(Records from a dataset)

+++

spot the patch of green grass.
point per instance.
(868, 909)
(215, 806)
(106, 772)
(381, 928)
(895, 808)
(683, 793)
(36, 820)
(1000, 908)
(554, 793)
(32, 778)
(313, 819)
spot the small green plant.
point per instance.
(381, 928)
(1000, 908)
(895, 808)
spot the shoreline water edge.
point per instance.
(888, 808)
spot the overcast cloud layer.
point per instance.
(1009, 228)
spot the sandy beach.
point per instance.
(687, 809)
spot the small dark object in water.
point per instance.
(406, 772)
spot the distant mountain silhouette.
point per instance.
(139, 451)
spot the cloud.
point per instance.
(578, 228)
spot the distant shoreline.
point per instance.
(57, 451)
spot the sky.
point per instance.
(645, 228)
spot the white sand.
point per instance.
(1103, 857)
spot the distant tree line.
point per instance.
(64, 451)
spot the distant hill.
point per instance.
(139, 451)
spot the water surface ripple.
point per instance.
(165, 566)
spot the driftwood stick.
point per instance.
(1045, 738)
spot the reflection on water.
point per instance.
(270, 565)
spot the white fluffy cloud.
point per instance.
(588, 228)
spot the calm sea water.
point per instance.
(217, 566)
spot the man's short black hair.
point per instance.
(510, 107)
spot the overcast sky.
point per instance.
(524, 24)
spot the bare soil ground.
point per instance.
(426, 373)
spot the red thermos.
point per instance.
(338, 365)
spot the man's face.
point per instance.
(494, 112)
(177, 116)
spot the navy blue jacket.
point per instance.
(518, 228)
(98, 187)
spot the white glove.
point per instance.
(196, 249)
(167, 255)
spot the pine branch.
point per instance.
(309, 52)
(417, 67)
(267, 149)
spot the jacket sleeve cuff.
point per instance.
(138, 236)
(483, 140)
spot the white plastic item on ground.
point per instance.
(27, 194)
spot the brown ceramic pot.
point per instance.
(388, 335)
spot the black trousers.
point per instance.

+++

Print the lines above from the one containing "spot the small dark object in water." through the one containing "(1103, 857)", including both of those lines, without changing anything.

## Exercise result
spot the small dark object in water.
point per instance.
(406, 772)
spot the distant mountain silhouette.
point per instance.
(139, 451)
spot the cloud.
point per instance.
(578, 228)
spot the distant shoreline.
point per instance.
(57, 451)
spot the sky.
point per instance.
(645, 228)
spot the white sand.
point per instance.
(1103, 857)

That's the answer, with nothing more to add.